Work order
Please work out how many lines in the entries contain "Above", then give that number with nothing added.

Data provided
---

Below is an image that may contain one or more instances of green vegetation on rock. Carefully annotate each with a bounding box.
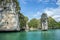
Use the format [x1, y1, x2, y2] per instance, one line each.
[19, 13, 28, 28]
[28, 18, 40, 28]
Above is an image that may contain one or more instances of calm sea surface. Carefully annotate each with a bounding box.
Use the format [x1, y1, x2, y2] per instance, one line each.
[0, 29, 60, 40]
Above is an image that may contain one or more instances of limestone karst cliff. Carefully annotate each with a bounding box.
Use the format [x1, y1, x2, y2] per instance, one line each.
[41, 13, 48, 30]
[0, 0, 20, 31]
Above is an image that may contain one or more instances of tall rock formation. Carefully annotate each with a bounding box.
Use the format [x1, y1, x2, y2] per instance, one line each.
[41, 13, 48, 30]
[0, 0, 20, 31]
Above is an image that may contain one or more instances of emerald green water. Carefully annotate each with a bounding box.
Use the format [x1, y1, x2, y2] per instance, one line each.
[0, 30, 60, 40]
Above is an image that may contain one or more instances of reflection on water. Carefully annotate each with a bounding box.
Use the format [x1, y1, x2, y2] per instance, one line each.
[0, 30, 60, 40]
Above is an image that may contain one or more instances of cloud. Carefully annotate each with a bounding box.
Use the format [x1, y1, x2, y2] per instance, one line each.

---

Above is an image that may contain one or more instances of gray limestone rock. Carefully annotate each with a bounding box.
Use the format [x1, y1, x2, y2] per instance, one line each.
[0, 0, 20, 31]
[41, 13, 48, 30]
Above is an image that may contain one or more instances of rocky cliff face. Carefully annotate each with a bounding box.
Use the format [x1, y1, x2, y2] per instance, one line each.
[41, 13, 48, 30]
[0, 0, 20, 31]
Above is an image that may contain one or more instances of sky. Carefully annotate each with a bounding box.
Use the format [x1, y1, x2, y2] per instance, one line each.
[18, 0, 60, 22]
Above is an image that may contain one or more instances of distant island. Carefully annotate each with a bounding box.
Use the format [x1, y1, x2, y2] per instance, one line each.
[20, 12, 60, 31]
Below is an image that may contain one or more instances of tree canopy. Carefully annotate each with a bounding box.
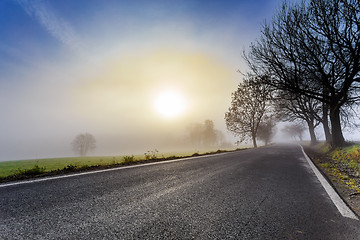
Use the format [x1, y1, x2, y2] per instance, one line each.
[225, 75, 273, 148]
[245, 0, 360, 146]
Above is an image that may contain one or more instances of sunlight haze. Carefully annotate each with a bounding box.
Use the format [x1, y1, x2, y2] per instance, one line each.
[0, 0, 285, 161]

---

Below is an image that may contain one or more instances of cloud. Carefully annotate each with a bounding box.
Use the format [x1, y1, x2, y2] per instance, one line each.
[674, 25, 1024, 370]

---

Task solution
11